À faire:
**A)** Dans le texte sur les deepfakes, reprenez le passage compris entre « Sauf que ce » et « dans le dos. », bornes incluses, en remplaçant « vidéos » par « séquences filmées ».
**B)** Relevez tous les noms de personnes et pseudonymes cités dans le texte sur les deepfakes.
**C)** Prolongez le texte sur les deepfakes à la suite de sa dernière phrase.

Extrait du texte:
○ ○ ○

Le deepfake est la même chose que le fake news.
Tout est faux.
Sauf que ce ne sont pas des articles faux.
Ici, pour le deepfake, ce sont des vidéos, des enregistrements audios. Ils vous semblent réalistes. Mais non, ils sont détournés.
Et dans un monde numérique où la vidéo et les images ont pris le dessus sur les mots, cela vous fera froid dans le dos.
Et le résultat est édifiant !
Temps de lecture : 15′
Introduction : exemple !
Voici quelques exemples de deepfakes.
Ici, dans cette video, Donald Trump annonce la fin du sida. Elle a été vue par 3 millions de personnes.
David Bowie – Deep Fake Love
Ici, c’est David bowie qui remplace Rick dans ce video-clip.
Un exemple de deepfake audio est tout aussi bluffant.
Il permet de faire dire n’importe quel discours d’une personne qui ne l’a jamais prononcé. Mais le timbre de la voix, les intonations sont celles de la victime de la supercherie.
Ctrl Shift Face est un slovaque qui a réalisé de nombreux deepfake.
Que signifie deepfake ?
En français, la traduction pourrait être : hyper trucage.
Deepfake est un mot balise : deep ( provenant de deep learning, la connaissance approfondie permise dans l’intelligence artificielle ) et fake ( faux ).

○ ○ ○

Entrées de données enregistrées:

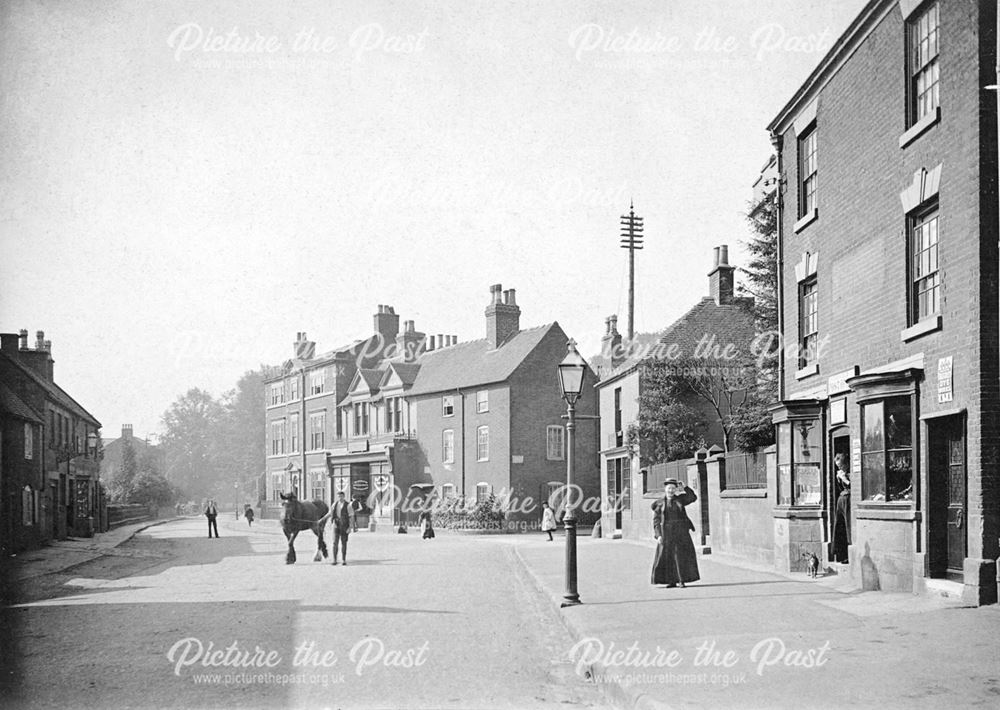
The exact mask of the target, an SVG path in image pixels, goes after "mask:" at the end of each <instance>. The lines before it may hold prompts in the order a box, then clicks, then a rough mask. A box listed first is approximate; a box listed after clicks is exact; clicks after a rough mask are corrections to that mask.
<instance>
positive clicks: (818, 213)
mask: <svg viewBox="0 0 1000 710" xmlns="http://www.w3.org/2000/svg"><path fill="white" fill-rule="evenodd" d="M817 219H819V209H818V208H816V207H813V208H812V210H811V211H810V212H807V213H806V214H805V215H803V216H802V218H801V219H800V220H799V221H798V222H796V223H795V224H793V225H792V231H793V232H795V233H796V234H798V233H799V232H801V231H802V230H803V229H805V228H806V227H808V226H809V225H810V224H812V223H813V222H815V221H816V220H817Z"/></svg>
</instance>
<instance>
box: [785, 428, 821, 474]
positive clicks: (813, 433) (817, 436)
mask: <svg viewBox="0 0 1000 710" xmlns="http://www.w3.org/2000/svg"><path fill="white" fill-rule="evenodd" d="M792 428H793V432H794V441H793V444H794V445H793V448H792V458H793V460H794V461H795V463H796V464H813V465H816V466H819V463H820V461H821V460H822V457H823V451H822V440H821V438H820V428H819V421H818V420H815V419H811V420H808V421H801V422H795V424H794V426H793V427H792Z"/></svg>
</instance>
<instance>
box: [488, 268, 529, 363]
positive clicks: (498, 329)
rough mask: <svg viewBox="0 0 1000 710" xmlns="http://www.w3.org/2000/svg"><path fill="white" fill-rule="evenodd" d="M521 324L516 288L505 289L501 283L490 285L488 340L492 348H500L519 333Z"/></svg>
mask: <svg viewBox="0 0 1000 710" xmlns="http://www.w3.org/2000/svg"><path fill="white" fill-rule="evenodd" d="M501 296H502V299H503V300H501ZM520 324H521V309H520V308H519V307H518V305H517V302H516V301H515V298H514V289H510V290H508V291H504V290H503V286H502V285H501V284H494V285H493V286H490V305H489V306H487V307H486V340H487V342H488V344H489V347H490V349H491V350H495V349H497V348H499V347H500V346H502V345H503V344H504V343H505V342H507V341H508V340H510V339H511V338H512V337H514V336H515V335H517V333H518V332H519V331H520V329H521V325H520Z"/></svg>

○ ○ ○

Réponses par tâche:
**A)**
Sauf que ce ne sont pas des articles faux.
Ici, pour le deepfake, ce sont des séquences filmées, des enregistrements audios. Ils vous semblent réalistes. Mais non, ils sont détournés.
Et dans un monde numérique où la vidéo et les images ont pris le dessus sur les mots, cela vous fera froid dans le dos.

**B)** Donald Trump, David Bowie, Rick, Ctrl Shift Face

**C)**
Le deepfake concerne à la fois des trucages vidéo mais aussi audio.
Dans une vidéo, on remplace un des personnages par vous. Et le résultat est réaliste.
Dans une conversation audio, c’est votre voix qui est utilisée et c’est vous qu’on semble entendre.
Vous avez vite compris les désastres que cela peut engendrer…
Pour votre vie personnelle, si on utilise votre image et votre voix.
Pour la démocratie, où on peut désormais diffuser des informations totalement fausses.
Histoire du deepfake.
On pourra relire toute la littérature de la propagande qui a largement utilisé les méthodes de manipulations pour détourner la vérité. Dans les photographies officielles.
L’union soviétique et les américains ont historiquement toujours utilisé la pratique de modifier des photographies pour la propagande. En retirant des personnes sur les photographies par exemple.
L’usage est donc vieux comme le monde de l’espionnage.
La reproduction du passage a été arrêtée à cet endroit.